(TASK GOAL):
Go through the material and copy each line that includes "cloud".

(DATA RECORDS):
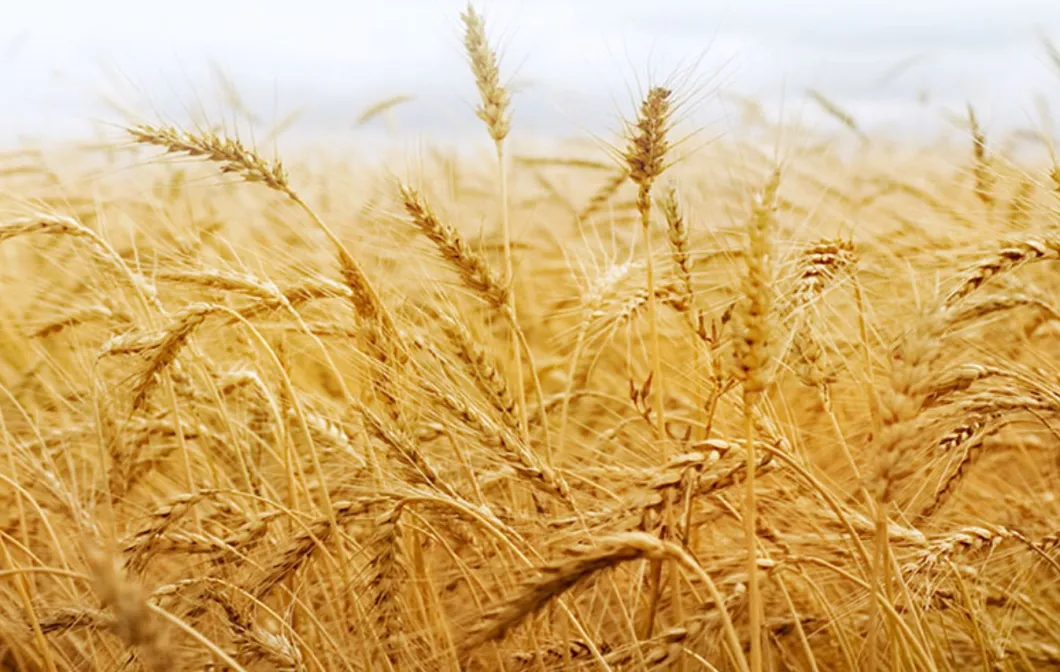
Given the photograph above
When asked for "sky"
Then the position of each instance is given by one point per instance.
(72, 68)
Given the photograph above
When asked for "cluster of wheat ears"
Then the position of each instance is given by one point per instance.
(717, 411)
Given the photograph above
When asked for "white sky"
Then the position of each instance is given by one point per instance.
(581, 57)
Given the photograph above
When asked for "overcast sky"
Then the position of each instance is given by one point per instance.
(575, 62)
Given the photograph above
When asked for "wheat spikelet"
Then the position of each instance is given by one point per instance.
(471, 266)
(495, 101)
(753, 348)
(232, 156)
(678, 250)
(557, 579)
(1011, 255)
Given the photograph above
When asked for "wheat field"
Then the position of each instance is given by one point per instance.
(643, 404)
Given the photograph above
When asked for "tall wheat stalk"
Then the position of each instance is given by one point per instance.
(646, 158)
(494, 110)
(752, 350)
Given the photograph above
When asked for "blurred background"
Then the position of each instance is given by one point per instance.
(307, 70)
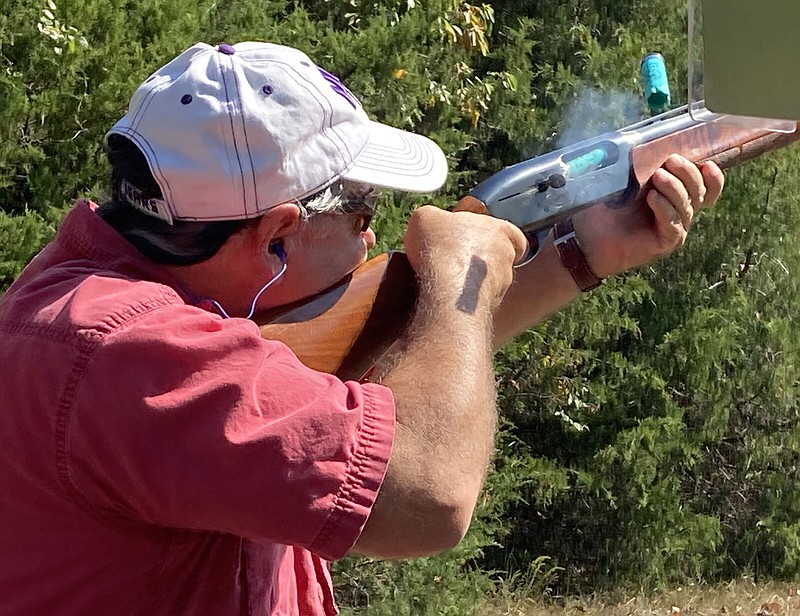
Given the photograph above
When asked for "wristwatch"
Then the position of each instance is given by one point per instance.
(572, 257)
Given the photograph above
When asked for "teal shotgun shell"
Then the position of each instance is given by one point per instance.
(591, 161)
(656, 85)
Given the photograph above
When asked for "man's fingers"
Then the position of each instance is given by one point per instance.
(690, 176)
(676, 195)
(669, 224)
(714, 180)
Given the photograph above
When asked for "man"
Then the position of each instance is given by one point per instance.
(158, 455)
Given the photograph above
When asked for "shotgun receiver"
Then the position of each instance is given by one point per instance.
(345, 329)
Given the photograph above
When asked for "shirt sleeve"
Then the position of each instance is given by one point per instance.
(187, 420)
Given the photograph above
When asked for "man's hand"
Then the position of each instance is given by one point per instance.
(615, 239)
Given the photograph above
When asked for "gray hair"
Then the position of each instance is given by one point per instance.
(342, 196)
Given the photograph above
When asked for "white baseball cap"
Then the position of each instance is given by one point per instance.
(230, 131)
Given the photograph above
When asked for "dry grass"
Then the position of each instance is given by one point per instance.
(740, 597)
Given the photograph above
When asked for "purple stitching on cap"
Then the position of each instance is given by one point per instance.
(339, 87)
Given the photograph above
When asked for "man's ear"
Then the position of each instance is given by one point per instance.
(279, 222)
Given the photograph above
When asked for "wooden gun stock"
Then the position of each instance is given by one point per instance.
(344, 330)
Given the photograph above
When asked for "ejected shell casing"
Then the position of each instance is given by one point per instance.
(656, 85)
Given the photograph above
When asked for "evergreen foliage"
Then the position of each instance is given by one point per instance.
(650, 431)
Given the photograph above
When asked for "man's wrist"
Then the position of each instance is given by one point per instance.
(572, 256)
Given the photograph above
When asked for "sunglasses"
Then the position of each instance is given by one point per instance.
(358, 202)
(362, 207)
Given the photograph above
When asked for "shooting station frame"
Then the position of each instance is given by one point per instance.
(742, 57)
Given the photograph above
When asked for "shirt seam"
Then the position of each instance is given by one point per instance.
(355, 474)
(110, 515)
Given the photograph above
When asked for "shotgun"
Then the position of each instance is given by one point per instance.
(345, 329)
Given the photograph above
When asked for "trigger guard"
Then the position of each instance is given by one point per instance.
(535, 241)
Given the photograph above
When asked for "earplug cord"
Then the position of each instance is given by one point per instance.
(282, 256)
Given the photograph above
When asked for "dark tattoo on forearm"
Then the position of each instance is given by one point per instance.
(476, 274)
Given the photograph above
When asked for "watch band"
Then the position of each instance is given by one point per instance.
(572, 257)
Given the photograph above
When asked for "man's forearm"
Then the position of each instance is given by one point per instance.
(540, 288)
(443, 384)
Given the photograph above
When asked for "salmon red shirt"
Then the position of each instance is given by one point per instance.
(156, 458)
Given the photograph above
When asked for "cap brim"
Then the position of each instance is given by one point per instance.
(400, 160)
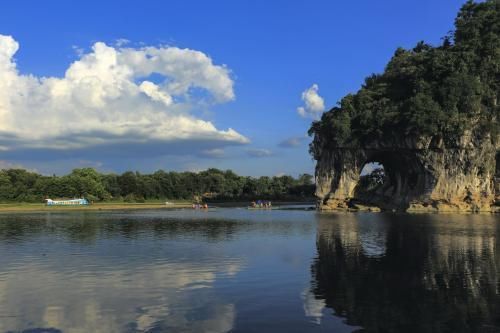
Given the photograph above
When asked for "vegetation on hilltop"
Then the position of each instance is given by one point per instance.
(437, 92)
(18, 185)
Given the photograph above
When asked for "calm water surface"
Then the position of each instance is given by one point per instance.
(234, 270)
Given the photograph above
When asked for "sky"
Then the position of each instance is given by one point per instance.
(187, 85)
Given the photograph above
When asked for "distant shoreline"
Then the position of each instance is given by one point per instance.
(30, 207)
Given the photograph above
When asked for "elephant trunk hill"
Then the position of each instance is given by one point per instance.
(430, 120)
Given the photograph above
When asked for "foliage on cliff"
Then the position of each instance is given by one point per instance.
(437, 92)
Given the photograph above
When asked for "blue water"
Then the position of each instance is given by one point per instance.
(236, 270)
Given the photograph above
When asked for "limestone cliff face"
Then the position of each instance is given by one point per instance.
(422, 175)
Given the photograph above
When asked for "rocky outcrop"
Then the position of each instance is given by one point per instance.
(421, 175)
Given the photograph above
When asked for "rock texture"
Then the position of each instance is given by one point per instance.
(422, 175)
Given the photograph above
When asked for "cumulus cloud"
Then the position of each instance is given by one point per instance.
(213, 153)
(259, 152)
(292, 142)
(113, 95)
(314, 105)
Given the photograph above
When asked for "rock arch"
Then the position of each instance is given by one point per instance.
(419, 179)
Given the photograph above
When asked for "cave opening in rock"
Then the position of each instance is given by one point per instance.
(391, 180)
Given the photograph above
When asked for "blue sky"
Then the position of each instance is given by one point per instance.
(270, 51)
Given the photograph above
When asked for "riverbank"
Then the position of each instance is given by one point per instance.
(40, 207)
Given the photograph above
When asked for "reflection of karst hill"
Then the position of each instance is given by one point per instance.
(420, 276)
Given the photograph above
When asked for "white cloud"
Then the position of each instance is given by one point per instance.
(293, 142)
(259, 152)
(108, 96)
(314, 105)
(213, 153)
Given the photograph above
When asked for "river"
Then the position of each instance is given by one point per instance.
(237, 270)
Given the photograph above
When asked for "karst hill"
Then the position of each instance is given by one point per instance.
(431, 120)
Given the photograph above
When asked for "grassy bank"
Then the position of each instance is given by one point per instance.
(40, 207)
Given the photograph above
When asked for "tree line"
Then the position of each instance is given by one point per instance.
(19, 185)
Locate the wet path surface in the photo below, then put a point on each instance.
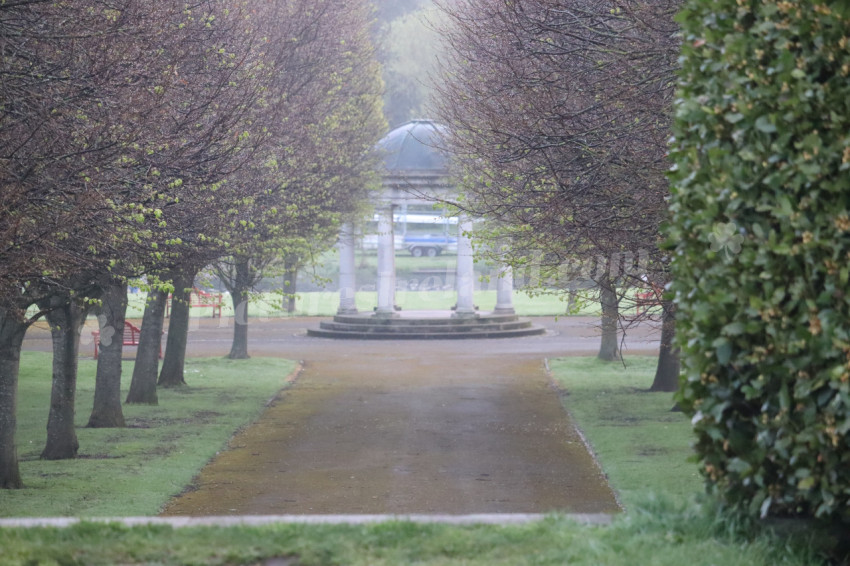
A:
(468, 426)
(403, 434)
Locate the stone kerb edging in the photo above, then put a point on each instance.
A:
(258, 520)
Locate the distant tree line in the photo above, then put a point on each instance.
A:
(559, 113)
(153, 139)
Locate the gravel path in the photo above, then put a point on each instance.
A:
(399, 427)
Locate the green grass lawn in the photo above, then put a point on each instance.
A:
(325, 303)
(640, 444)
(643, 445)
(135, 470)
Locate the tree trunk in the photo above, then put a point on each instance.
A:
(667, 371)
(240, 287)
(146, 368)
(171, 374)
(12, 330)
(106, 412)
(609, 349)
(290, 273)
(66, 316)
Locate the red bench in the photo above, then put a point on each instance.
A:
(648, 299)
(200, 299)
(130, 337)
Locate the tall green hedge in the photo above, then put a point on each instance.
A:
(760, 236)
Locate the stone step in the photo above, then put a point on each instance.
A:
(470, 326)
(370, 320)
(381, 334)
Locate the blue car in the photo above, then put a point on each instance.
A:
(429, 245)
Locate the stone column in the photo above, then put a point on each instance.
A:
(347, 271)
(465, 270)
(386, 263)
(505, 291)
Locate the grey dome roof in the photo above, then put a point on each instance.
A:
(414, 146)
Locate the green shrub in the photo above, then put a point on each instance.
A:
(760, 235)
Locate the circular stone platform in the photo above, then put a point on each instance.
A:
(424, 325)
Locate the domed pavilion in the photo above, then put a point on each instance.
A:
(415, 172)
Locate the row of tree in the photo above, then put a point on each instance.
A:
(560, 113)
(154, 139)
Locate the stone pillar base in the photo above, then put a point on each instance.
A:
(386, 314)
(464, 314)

(TASK OUTPUT):
When asked for "cumulus cloud"
When asked for "white cloud"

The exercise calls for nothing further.